::: Given information
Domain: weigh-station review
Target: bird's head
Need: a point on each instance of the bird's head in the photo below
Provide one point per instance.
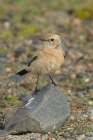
(51, 40)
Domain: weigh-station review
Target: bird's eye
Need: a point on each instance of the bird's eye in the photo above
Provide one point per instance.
(52, 39)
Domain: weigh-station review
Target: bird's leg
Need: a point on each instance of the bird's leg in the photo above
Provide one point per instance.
(36, 89)
(52, 81)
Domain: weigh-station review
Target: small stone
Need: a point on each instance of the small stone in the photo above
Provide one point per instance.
(91, 118)
(1, 125)
(89, 138)
(90, 102)
(73, 76)
(44, 113)
(20, 50)
(53, 139)
(81, 137)
(72, 118)
(89, 134)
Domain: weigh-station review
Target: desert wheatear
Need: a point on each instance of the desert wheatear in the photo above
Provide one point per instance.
(46, 60)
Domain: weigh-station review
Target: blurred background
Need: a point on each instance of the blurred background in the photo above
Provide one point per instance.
(21, 23)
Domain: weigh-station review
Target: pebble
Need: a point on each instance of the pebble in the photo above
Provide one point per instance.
(20, 50)
(89, 134)
(81, 137)
(89, 138)
(1, 125)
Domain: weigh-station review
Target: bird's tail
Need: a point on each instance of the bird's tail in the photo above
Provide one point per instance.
(22, 72)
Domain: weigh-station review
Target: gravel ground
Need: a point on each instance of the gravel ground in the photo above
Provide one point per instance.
(19, 29)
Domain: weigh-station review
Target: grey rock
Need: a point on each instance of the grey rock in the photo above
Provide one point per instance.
(2, 59)
(16, 78)
(20, 50)
(45, 112)
(89, 138)
(60, 77)
(81, 137)
(2, 132)
(89, 134)
(4, 54)
(2, 68)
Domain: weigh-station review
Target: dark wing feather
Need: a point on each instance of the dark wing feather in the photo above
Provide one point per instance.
(33, 59)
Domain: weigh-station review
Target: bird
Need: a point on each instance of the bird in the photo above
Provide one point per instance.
(47, 59)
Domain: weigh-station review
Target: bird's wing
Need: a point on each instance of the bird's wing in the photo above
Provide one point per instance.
(35, 57)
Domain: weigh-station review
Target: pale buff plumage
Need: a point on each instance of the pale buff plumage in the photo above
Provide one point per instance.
(48, 59)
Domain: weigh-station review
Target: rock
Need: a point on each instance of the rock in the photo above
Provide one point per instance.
(2, 132)
(89, 138)
(2, 68)
(2, 60)
(45, 112)
(1, 125)
(60, 77)
(89, 134)
(81, 137)
(4, 54)
(16, 78)
(20, 50)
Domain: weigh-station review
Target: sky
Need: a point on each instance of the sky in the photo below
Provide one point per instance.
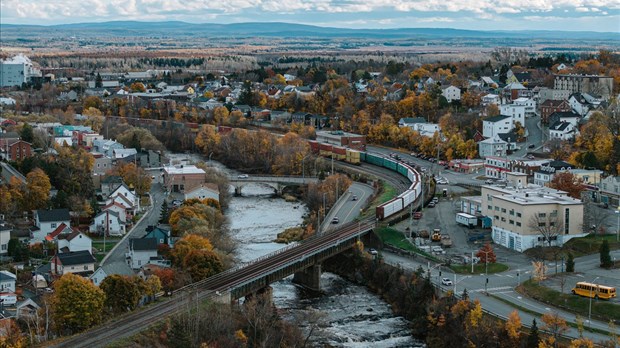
(569, 15)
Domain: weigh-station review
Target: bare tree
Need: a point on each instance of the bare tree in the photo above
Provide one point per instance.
(548, 225)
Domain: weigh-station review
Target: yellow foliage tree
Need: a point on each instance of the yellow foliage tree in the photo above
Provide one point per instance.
(76, 304)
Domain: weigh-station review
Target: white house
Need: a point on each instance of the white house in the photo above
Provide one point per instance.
(528, 103)
(493, 146)
(75, 241)
(7, 281)
(141, 251)
(516, 112)
(118, 208)
(490, 99)
(451, 93)
(107, 222)
(79, 262)
(46, 221)
(562, 130)
(204, 191)
(496, 125)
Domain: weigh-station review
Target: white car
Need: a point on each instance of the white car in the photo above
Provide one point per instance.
(446, 282)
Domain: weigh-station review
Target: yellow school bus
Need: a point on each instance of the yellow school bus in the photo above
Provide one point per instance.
(594, 290)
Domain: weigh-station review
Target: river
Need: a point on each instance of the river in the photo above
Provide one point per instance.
(353, 316)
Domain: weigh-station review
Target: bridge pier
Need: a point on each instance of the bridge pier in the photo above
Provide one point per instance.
(309, 278)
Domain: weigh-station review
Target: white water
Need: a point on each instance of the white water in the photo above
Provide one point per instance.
(354, 317)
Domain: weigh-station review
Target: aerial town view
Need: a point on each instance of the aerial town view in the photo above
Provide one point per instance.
(317, 173)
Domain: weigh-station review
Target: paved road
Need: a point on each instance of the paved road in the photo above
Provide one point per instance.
(115, 262)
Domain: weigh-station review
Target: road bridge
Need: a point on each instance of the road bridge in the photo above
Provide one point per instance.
(279, 183)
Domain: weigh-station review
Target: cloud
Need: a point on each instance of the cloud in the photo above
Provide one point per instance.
::::::
Stated exercise
Leave out every picture and copy the rest of the records exactly.

Task answer
Domain: weigh-station review
Target: bird's head
Need: a point on each instance of the bird's head in the photo below
Provide one point per instance.
(51, 40)
Domain: weigh-station review
Target: bird's eye
Need: a point on each instance of the bird's eye in the photo above
Provide one point per instance.
(52, 39)
Domain: weigh-station review
Target: bird's leg
Need: a point on each instance of the bird's leg in the photo above
Provide one point per instance.
(36, 89)
(52, 81)
Domain: weigh-station review
Target: small stone
Need: a point on each instance of the small stone in the photo above
Provide one point per instance.
(91, 118)
(1, 125)
(89, 138)
(90, 102)
(73, 76)
(44, 113)
(20, 50)
(53, 139)
(81, 137)
(72, 118)
(89, 134)
Domain: weigh-station review
Target: desert wheatear
Need: a point on each instance of the desert wheatear in the photo above
Provide one point per instance.
(46, 60)
Domain: weigh-station review
Target: blurred background
Need: a point on each instance of the blurred background in the photo above
Provide one point per instance.
(21, 23)
Domain: weigh-station review
Target: pebble
Need: a point on each instance of the pebble in the photo above
Provide one point per instance.
(20, 50)
(89, 134)
(81, 137)
(89, 138)
(1, 125)
Domain: weigh-station review
Target: bird's tail
Need: a point on each instance of the bird's tail in the photo above
Provide one point per instance.
(22, 72)
Domain: weigh-station review
Target: gravel ground
Need: a point on each instance of the gravel ground in the photo above
Provide one point per instance.
(19, 29)
Domain: weigh-station review
Target: grey rock
Need: a point on each instance of the grey rock in the photo above
Provide one point per instance.
(2, 59)
(16, 78)
(20, 50)
(45, 112)
(89, 138)
(60, 77)
(81, 137)
(2, 132)
(89, 134)
(4, 54)
(2, 68)
Domain: weigh-station review
Target: dark wing feather
Need: a point on each instance of the dark wing feather in the photo above
Provide one point per instance.
(33, 59)
Domain: weigh-station review
Target: bird
Need: a point on each instance of the bird in the photo above
Provide one point per instance.
(47, 59)
Domain: weigh-station review
Target: bird's wing
Need: a point on each instance of the bird's wing in the photo above
Provide one point per instance.
(35, 57)
Domain: weigh-station review
Target: pale buff plumage
Need: a point on each instance of the pale buff plumage in the photo above
Provide one point per instance.
(48, 59)
Domain: weigh-station review
Target: rock
Need: a point on each instance of the rock in the photo above
Provide one point per instance.
(2, 132)
(89, 138)
(2, 68)
(2, 60)
(45, 112)
(1, 125)
(60, 77)
(89, 134)
(81, 137)
(4, 54)
(16, 78)
(20, 50)
Domain: weigh-station review
Target: sky
Need: a point on each instance of the sky in the photo below
Provide one point per instance.
(569, 15)
Domain: weigh-station review
Target: bare tree
Need: a point on each instance of the bare tree in the photo above
Provide one point per instance.
(548, 225)
Domain: weigh-station review
Target: yellow foliage tree
Need: a point on each instance of the yellow foliage tree in the photo above
Provide one point per instance.
(76, 304)
Domain: weigh-station review
Target: white house
Need: a point on each instance of the white house in the photo above
Provide one point per instance.
(528, 103)
(493, 146)
(75, 241)
(7, 281)
(141, 251)
(516, 112)
(118, 208)
(490, 99)
(451, 93)
(107, 222)
(79, 262)
(46, 221)
(562, 130)
(204, 191)
(496, 125)
Domain: weigh-station review
Target: white car
Need: a point on each instance of the white car in the photo above
Provide one point per instance.
(446, 282)
Domain: weigh-station review
Target: yellow school bus
Need: a point on each instance of the yellow school bus in the photo above
Provide one point per instance.
(594, 290)
Domain: weigh-station review
Target: river
Need: a point on each instance of the river in the photo above
Provide one point per instance.
(353, 316)
Domain: weigh-station review
Target: bridge pier
Need: a point on each instance of the bridge pier in the photo above
Provide one point per instance.
(309, 278)
Domain: weigh-station review
Target: white water
Need: a point on each instance of the white water in the photo above
Provide one point per instance.
(354, 317)
Domain: weigh-station review
Target: aerial town view
Need: a point on each instance of the aerial town view in the photo above
Provide one point per instance.
(317, 173)
Domain: weigh-station review
Target: paved road
Need: a point on each instance of the paved road in the photo above
Provide one point per instance.
(115, 262)
Domain: weigh-station review
Target: road bridge
Need: a point on each instance of the road bridge in the photo above
Provide one point per instance.
(279, 183)
Domain: weigh-station review
Target: cloud
Need: a point on each instance of the cloud in the photo above
Provide one point per instance.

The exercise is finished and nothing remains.